PROBLEM TO WORK ON: Reproduce every one of the following items line for line, with no changes to any wording or path.

— start EXTRACTED ENTRIES —

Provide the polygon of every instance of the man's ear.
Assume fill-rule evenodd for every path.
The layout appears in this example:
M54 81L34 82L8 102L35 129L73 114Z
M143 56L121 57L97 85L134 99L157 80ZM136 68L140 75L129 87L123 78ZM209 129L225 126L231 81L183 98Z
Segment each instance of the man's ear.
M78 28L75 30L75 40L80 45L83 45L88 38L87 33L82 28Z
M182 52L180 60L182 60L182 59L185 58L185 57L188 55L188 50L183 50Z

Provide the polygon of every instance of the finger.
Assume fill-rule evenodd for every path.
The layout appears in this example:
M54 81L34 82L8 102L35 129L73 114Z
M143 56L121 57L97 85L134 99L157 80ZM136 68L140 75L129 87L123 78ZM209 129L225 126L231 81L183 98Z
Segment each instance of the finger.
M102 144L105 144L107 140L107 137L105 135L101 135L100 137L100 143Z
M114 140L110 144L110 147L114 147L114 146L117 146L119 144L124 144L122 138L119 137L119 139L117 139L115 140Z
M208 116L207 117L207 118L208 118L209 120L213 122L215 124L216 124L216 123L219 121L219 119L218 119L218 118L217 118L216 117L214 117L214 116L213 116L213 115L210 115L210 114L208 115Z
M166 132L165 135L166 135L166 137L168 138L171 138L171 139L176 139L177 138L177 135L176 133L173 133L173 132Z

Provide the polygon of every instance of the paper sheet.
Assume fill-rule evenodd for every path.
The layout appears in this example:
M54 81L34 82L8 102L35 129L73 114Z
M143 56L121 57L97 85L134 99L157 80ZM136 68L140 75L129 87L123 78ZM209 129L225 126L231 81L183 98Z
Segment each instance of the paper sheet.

— end EXTRACTED ENTRIES —

ANSWER TO THIS EXERCISE:
Provide the polygon of every instance of the man's ear.
Assume fill-rule evenodd for every path.
The layout appears in this example:
M54 81L34 82L8 102L35 129L73 114Z
M143 56L121 57L97 85L134 99L157 80ZM136 68L140 75L129 87L123 78ZM209 129L225 126L231 81L183 98Z
Segment each instance of the man's ear.
M78 28L75 30L75 40L80 45L83 45L88 38L87 33L82 28Z
M182 52L180 60L182 60L182 59L185 58L185 57L188 55L188 50L183 50Z

Provide the polygon of every instance of the finger.
Assume fill-rule evenodd for every path.
The layout appears in this example:
M54 81L34 82L8 102L35 129L73 114Z
M143 56L121 57L97 85L134 99L157 80ZM136 68L140 75L129 87L123 78ZM209 129L225 126L231 81L183 98Z
Segment each instance of the finger.
M102 144L105 144L107 140L107 137L105 135L101 135L100 137L100 143Z
M114 140L110 144L110 147L114 147L114 146L117 146L119 144L124 144L122 138L119 137L119 139L117 139L115 140Z
M208 116L207 117L207 118L208 118L209 120L213 122L215 124L216 124L216 123L219 121L219 119L218 119L218 118L217 118L216 117L214 117L214 116L213 116L213 115L210 115L210 114L208 115Z
M166 132L165 135L166 135L166 137L168 138L171 138L171 139L176 139L177 138L177 135L176 133L173 133L173 132Z

Provide the polygon of every instance of the paper sheet.
Assume fill-rule evenodd for every path.
The layout appears in this example:
M54 81L34 82L8 102L35 129L73 114Z
M143 56L121 57L97 85L134 99L157 80ZM136 68L140 75L129 87L123 78ZM209 129L225 126L231 81L183 98Z
Segment each instance of the paper sheet.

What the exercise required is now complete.